Rewrite the part of the data that opens with the line containing "Okay, I'll take the bet. The impala mouth" and closes with the line containing "Okay, I'll take the bet. The impala right", keeping every line, requests included, and shift each box coordinate in the answers up by 122. Leave all numbers in the requests and their format samples unchanged.

── Data supplied ──

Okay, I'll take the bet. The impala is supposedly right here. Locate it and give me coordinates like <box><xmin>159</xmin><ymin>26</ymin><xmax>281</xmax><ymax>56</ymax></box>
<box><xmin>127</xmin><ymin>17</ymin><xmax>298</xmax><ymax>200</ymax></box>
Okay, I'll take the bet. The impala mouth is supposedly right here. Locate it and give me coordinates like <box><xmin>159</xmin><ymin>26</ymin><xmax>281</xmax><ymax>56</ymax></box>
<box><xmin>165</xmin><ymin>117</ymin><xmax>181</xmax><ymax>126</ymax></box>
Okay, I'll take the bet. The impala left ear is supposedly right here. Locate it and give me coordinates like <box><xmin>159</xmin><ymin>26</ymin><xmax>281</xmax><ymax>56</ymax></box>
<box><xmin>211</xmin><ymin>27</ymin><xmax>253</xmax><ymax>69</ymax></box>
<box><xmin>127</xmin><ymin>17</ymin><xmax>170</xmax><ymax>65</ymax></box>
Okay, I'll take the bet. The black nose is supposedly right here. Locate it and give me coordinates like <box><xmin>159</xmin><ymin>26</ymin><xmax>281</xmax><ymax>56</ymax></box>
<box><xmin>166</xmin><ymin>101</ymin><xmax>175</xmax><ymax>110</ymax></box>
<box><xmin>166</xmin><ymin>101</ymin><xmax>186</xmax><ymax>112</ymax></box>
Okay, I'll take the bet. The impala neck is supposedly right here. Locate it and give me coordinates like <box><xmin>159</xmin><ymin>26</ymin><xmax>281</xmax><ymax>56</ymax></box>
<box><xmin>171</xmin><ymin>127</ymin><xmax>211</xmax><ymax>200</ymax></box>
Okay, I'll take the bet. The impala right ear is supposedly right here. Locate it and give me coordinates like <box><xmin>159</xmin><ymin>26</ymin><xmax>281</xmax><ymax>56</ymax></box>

───
── Data supplied ──

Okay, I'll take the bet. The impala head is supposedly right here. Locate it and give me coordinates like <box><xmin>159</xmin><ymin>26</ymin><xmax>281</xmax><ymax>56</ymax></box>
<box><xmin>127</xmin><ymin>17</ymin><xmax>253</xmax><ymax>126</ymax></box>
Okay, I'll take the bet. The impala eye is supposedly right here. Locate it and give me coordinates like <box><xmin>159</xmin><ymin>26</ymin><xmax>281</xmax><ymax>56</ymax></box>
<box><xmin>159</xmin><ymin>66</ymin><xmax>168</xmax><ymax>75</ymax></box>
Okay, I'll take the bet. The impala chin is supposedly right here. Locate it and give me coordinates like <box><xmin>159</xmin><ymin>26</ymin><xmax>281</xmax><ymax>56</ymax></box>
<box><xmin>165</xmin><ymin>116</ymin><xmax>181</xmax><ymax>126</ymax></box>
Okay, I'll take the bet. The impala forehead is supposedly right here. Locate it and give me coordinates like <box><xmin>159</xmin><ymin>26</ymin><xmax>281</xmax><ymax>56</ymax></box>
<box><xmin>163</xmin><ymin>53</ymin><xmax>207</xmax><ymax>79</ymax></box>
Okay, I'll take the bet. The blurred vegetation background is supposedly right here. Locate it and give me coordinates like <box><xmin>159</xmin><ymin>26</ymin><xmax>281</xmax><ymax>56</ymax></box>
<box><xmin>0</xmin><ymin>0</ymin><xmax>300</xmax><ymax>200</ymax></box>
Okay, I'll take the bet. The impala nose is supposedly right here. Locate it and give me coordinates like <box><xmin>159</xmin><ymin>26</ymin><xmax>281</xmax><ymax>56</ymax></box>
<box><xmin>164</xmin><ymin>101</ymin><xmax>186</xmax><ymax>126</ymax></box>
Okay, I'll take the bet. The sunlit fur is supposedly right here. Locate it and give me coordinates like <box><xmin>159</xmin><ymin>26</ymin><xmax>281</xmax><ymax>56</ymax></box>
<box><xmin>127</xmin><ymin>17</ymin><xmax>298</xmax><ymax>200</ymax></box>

───

(Finished task)
Okay, I'll take the bet. The impala mouth is supposedly right here. Locate it and give me coordinates like <box><xmin>159</xmin><ymin>26</ymin><xmax>281</xmax><ymax>56</ymax></box>
<box><xmin>287</xmin><ymin>239</ymin><xmax>303</xmax><ymax>248</ymax></box>
Okay, I'll take the bet. The impala left ear is supposedly right here. Locate it and give me coordinates like <box><xmin>159</xmin><ymin>26</ymin><xmax>281</xmax><ymax>56</ymax></box>
<box><xmin>333</xmin><ymin>149</ymin><xmax>375</xmax><ymax>191</ymax></box>
<box><xmin>249</xmin><ymin>139</ymin><xmax>292</xmax><ymax>187</ymax></box>
Okay, I'll take the bet. The black nose is supposedly right here. Locate it and give me coordinates like <box><xmin>159</xmin><ymin>26</ymin><xmax>281</xmax><ymax>56</ymax></box>
<box><xmin>288</xmin><ymin>223</ymin><xmax>297</xmax><ymax>232</ymax></box>
<box><xmin>288</xmin><ymin>223</ymin><xmax>308</xmax><ymax>234</ymax></box>
Okay, I'll take the bet. The impala neck is supposedly right here. Locate it and give me coordinates like <box><xmin>159</xmin><ymin>26</ymin><xmax>281</xmax><ymax>56</ymax></box>
<box><xmin>293</xmin><ymin>249</ymin><xmax>333</xmax><ymax>322</ymax></box>
Okay, I'll take the bet. The impala right ear is supposedly right here. Locate it and give me coordinates like <box><xmin>159</xmin><ymin>26</ymin><xmax>281</xmax><ymax>56</ymax></box>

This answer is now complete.